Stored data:
§

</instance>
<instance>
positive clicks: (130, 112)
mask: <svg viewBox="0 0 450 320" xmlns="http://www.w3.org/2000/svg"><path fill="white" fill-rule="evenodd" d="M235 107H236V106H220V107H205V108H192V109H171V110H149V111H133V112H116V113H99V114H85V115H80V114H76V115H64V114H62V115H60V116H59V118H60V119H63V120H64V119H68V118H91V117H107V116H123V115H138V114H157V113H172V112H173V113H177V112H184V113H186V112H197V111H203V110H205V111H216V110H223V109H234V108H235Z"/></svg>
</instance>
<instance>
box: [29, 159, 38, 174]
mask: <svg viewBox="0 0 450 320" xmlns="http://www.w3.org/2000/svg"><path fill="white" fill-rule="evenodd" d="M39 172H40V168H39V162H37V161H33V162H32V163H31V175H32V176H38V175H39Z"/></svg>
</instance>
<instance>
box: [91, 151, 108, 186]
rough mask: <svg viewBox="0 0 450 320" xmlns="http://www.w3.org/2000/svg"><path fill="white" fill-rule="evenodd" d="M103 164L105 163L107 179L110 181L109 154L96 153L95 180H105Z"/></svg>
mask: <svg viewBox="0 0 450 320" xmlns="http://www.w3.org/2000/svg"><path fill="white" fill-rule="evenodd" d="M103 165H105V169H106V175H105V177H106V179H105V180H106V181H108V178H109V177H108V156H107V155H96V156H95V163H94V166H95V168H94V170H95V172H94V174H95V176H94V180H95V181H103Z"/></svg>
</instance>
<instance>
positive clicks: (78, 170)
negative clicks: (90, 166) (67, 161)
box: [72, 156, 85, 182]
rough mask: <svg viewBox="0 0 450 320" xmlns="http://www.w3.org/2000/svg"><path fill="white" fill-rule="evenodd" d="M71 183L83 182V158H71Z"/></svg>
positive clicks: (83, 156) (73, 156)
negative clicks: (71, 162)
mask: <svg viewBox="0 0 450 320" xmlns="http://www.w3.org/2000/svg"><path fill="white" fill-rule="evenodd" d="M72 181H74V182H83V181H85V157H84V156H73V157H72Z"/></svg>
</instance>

§

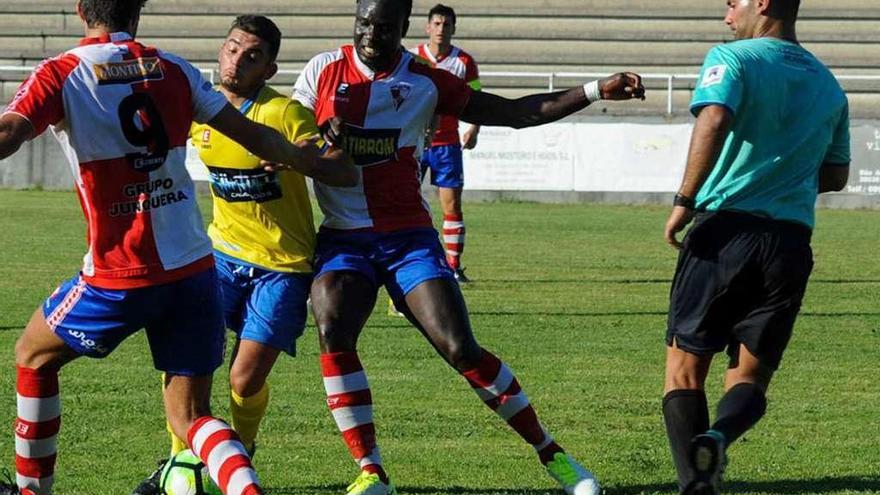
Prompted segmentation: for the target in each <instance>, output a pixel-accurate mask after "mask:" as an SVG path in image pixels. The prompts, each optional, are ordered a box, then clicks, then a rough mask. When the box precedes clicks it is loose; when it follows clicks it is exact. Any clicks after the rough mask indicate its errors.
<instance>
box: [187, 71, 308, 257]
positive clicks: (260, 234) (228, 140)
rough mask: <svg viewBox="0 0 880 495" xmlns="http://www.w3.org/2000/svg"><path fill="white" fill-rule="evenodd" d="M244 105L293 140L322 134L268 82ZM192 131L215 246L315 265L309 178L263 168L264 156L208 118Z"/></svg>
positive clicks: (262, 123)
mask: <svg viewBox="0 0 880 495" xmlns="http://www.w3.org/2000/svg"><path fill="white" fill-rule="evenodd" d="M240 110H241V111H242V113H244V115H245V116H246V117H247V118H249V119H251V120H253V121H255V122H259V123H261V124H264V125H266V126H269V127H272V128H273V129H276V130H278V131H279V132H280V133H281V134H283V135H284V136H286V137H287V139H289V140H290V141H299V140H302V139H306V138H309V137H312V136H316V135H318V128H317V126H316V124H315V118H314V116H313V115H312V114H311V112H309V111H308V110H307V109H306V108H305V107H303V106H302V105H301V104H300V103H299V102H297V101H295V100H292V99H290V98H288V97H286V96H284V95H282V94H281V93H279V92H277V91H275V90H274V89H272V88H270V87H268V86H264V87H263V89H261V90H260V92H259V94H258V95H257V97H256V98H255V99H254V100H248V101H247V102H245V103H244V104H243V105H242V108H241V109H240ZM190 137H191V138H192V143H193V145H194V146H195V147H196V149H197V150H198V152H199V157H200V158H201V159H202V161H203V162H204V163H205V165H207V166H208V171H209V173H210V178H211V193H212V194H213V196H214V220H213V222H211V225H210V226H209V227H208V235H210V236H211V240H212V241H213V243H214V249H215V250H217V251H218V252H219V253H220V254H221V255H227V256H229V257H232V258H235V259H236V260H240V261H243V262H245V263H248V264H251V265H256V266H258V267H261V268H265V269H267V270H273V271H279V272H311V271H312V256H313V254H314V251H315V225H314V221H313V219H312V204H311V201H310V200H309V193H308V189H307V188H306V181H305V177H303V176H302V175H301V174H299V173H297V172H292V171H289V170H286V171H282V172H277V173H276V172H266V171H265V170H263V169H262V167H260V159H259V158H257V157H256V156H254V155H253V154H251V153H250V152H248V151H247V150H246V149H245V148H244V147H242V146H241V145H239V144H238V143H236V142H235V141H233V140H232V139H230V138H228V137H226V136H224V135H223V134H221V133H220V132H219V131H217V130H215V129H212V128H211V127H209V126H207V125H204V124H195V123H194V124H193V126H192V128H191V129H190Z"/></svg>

§

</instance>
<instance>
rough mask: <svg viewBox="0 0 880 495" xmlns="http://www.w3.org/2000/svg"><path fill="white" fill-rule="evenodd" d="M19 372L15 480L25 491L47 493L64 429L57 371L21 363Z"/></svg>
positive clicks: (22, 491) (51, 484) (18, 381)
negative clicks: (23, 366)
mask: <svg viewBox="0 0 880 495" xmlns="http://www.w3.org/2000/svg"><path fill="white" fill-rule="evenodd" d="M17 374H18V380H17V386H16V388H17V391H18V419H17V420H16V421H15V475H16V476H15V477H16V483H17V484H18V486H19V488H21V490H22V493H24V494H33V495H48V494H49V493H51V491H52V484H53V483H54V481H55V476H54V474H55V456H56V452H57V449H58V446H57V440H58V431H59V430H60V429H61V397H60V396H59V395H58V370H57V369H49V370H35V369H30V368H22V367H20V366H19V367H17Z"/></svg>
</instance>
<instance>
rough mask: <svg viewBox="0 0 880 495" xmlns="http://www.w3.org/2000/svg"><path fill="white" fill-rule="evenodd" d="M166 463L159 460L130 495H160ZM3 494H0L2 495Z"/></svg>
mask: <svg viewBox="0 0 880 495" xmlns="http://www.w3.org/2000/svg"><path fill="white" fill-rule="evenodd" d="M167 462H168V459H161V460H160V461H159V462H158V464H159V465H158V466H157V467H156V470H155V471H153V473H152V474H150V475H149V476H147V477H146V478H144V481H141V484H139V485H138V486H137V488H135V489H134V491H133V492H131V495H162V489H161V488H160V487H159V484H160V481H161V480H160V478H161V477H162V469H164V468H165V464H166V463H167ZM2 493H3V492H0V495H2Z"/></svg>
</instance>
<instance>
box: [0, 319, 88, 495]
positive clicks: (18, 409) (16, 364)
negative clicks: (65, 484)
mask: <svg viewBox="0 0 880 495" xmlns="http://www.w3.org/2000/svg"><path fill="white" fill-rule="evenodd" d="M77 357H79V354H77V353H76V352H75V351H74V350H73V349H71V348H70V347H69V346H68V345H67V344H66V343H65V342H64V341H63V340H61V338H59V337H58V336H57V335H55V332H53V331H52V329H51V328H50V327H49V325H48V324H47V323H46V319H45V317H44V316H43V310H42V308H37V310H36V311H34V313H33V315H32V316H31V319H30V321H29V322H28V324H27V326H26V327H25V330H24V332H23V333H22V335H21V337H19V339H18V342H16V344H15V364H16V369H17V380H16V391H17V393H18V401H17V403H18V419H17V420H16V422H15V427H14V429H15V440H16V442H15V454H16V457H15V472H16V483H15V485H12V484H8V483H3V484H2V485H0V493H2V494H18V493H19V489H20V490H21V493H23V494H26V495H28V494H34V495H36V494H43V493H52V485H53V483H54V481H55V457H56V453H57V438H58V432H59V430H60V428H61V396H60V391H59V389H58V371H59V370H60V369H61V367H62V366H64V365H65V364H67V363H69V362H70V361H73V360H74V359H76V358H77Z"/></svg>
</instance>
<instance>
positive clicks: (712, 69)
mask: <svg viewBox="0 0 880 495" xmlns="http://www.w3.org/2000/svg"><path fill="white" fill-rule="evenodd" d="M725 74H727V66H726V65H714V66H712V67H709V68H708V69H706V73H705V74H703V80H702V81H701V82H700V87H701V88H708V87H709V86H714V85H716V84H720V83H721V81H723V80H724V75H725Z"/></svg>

§

What the task asks:
When the line with "positive clicks: (260, 234) (228, 140)" is reached in the data above, start copying there, and copy each line exactly until the line with "105L293 140L322 134L268" has been copied; copy nothing else.

Result for this task:
positive clicks: (260, 234) (228, 140)
rough mask: <svg viewBox="0 0 880 495" xmlns="http://www.w3.org/2000/svg"><path fill="white" fill-rule="evenodd" d="M244 105L293 140L322 134L268 82ZM192 131L215 246L315 265L309 178L263 168L264 156L208 118Z"/></svg>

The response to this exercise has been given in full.